Items in a dataset
..............................

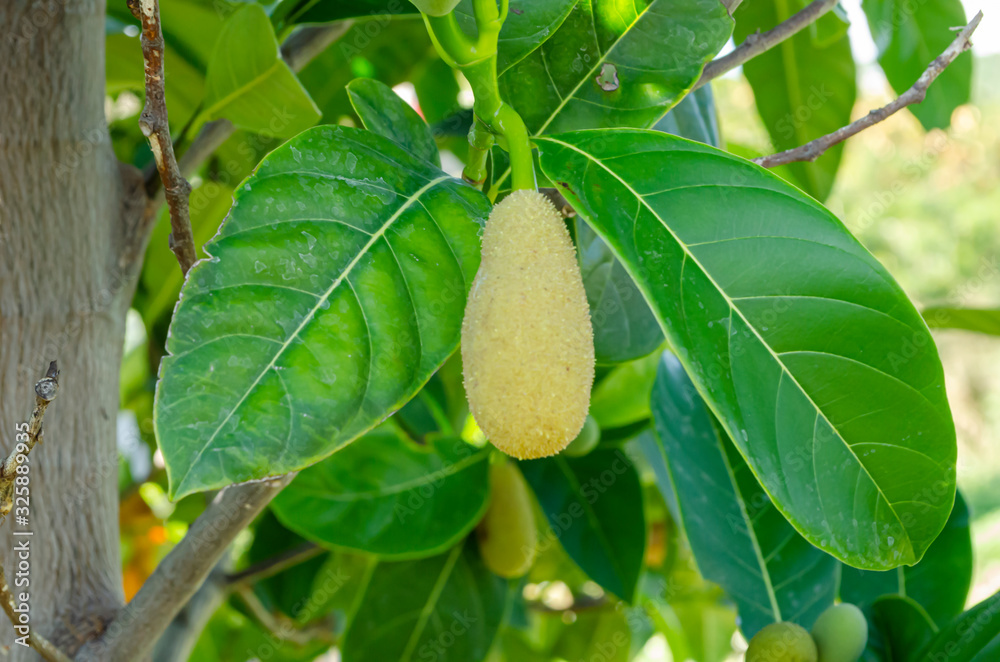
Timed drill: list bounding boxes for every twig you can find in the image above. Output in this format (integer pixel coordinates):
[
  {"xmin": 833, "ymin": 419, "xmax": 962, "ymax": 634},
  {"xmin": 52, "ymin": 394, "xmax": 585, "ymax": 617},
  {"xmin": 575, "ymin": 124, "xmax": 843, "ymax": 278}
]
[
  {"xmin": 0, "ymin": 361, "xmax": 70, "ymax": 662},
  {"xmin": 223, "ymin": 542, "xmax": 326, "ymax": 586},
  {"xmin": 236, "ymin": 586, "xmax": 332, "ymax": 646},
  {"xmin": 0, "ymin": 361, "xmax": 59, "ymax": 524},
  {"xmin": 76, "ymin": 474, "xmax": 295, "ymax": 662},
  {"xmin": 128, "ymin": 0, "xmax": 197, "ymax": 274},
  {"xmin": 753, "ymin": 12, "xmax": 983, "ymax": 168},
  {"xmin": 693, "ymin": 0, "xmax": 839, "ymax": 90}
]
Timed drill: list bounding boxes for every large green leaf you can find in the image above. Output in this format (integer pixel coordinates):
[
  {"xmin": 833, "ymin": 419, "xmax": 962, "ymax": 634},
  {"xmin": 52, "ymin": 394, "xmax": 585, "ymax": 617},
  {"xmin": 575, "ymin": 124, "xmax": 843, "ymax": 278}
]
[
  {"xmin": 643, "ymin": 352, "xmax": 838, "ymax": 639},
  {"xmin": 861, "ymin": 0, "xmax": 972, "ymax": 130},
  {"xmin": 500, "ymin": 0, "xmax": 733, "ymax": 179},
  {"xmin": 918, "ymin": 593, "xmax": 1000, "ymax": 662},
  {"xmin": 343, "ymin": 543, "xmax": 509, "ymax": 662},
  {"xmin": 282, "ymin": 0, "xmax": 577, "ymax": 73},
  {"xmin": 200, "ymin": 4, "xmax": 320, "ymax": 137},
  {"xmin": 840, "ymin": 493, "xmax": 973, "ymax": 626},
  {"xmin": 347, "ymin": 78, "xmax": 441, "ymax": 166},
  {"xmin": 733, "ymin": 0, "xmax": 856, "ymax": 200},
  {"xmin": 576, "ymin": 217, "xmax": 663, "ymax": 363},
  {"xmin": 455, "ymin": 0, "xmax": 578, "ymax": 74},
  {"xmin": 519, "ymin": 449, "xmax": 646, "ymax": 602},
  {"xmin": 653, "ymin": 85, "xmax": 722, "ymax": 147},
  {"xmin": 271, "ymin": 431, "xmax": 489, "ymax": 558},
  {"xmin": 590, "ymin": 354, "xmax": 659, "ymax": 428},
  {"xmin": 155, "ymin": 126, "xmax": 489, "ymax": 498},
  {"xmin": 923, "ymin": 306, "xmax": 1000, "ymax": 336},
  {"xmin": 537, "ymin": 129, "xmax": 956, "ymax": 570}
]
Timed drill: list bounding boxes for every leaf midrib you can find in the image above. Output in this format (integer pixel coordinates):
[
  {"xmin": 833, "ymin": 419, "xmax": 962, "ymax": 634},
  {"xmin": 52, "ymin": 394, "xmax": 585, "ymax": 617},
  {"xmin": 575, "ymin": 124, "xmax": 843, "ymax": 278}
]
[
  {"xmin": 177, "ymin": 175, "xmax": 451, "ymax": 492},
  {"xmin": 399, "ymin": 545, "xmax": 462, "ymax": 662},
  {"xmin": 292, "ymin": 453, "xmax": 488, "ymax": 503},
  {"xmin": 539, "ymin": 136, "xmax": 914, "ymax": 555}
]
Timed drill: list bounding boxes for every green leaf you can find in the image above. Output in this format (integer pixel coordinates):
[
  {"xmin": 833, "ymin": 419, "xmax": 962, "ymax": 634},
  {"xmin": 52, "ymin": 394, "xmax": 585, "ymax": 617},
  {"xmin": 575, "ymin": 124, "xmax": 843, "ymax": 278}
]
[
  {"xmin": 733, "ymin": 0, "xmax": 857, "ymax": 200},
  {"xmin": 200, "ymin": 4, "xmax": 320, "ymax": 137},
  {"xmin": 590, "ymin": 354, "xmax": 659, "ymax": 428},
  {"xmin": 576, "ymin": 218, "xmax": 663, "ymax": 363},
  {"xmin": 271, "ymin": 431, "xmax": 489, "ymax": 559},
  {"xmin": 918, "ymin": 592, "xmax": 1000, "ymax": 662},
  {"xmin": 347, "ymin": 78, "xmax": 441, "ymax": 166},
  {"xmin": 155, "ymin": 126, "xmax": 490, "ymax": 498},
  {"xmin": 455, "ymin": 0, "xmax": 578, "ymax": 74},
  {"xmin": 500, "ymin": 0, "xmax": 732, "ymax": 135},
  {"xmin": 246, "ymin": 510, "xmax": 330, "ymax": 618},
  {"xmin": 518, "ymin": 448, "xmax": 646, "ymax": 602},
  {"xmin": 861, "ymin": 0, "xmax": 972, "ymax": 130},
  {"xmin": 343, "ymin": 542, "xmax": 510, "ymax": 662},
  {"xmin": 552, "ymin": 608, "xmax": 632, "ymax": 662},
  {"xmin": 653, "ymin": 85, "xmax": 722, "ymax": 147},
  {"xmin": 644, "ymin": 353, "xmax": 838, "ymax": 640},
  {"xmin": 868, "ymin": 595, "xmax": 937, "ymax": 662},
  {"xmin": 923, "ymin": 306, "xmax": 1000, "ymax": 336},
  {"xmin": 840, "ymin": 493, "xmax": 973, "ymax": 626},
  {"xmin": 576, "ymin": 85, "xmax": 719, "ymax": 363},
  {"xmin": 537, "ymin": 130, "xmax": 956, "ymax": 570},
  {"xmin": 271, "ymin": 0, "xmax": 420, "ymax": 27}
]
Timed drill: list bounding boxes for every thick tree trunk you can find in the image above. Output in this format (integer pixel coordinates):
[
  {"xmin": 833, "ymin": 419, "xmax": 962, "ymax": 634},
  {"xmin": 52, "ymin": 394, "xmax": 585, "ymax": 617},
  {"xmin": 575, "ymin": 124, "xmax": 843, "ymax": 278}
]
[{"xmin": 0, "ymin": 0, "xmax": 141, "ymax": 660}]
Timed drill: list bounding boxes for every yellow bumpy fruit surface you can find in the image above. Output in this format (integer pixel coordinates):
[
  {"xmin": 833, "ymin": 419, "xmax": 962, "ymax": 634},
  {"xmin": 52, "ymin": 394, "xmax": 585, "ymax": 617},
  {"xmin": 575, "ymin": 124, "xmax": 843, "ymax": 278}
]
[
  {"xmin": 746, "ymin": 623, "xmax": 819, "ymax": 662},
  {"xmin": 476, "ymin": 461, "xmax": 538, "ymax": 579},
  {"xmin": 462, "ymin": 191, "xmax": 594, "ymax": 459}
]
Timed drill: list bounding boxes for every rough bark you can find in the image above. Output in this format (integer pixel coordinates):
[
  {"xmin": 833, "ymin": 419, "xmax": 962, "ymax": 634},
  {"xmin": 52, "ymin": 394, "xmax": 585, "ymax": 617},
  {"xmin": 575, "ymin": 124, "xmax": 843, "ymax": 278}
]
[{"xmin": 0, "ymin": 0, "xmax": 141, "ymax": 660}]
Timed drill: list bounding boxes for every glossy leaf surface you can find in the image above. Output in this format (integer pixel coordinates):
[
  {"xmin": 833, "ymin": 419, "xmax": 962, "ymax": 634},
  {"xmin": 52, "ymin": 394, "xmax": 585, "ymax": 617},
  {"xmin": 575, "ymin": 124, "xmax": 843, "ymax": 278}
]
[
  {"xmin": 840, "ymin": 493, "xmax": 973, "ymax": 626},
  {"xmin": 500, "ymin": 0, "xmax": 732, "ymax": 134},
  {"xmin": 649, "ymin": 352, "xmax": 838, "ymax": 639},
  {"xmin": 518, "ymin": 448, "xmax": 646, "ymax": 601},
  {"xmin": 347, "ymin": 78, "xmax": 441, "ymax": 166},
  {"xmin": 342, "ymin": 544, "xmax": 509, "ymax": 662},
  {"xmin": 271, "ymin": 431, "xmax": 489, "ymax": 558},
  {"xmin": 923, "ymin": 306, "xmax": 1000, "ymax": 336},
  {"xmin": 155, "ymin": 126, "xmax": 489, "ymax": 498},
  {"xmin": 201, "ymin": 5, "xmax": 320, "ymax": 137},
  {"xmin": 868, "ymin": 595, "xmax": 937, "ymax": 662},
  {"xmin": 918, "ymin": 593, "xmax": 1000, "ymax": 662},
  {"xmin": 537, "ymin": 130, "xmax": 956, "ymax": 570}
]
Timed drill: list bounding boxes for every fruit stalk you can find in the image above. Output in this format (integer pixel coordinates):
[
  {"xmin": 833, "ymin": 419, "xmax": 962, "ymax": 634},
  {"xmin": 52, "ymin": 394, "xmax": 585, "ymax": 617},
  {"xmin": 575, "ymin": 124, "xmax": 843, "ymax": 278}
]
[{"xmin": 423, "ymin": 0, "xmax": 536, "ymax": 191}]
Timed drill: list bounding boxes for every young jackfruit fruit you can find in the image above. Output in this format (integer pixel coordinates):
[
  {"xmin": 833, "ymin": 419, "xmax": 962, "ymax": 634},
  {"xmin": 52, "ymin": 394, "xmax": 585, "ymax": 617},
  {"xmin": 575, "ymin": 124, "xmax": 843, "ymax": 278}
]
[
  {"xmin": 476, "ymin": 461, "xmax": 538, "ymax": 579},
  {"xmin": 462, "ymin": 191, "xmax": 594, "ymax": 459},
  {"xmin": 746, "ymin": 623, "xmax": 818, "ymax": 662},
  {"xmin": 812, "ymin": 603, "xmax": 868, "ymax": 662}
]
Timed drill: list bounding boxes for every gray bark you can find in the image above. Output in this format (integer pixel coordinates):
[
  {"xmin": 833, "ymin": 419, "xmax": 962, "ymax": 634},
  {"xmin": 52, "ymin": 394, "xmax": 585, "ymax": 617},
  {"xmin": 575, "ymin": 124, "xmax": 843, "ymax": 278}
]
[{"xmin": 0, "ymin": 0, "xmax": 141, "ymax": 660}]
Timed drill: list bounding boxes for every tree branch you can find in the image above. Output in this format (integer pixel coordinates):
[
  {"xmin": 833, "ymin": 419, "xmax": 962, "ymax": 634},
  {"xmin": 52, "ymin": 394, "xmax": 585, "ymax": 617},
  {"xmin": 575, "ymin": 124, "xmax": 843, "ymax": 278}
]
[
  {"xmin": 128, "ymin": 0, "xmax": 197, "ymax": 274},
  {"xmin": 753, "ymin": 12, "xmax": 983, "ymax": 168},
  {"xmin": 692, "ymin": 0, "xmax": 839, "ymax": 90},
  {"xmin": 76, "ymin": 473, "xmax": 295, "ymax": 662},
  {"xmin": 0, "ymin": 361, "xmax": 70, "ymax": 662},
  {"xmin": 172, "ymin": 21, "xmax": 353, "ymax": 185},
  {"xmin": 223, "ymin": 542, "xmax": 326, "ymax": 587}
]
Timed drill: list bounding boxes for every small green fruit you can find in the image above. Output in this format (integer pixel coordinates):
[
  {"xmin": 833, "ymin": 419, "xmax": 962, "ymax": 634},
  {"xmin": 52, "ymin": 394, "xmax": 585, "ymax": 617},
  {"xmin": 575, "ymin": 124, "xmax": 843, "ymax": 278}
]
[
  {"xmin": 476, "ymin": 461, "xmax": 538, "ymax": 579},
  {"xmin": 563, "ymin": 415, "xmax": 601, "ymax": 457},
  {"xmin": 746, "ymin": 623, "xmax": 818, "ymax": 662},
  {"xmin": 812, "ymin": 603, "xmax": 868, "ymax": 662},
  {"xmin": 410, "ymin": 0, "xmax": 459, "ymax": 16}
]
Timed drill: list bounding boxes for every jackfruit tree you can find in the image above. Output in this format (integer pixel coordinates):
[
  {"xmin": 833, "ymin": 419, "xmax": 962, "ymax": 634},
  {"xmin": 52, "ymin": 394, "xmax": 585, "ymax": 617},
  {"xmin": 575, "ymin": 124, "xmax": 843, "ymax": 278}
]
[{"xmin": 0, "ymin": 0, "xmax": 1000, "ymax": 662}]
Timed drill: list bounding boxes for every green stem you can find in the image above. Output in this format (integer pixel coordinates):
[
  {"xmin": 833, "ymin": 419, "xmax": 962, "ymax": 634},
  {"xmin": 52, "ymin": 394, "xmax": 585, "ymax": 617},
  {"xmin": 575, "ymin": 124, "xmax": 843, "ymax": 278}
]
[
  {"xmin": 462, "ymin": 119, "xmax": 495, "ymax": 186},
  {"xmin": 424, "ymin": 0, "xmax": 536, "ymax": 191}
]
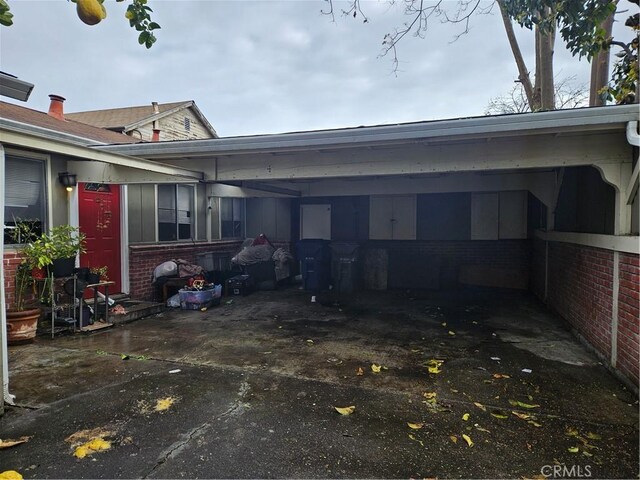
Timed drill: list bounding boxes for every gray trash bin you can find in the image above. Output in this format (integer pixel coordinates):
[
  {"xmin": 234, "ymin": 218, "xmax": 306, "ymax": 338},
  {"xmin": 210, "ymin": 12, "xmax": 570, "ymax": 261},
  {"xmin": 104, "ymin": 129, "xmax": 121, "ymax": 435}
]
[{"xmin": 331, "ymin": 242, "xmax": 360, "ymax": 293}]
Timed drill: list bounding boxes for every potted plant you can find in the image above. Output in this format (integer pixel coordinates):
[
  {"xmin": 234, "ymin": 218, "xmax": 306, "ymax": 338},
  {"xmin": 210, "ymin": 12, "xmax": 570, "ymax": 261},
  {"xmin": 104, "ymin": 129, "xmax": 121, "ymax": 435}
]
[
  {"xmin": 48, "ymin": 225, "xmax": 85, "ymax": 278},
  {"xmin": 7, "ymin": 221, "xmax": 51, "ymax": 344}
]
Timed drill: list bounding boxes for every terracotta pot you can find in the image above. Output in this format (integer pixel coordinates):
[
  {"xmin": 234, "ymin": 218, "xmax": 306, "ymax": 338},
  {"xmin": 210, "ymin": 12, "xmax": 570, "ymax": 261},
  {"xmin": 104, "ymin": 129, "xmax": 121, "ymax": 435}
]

..............................

**Exercise**
From the items above, pick out every line that contains the word "jackfruit", matching case exactly, and copy each of those lines in full.

**Worked solution**
Timed drill: list bounding boxes for every young jackfruit fruit you can find in the image above. Output in this format (integer pixel coordinates):
Timed drill: list bounding boxes for every jackfruit tree you can find in the image above. Output in this format (integer pixel coordinates):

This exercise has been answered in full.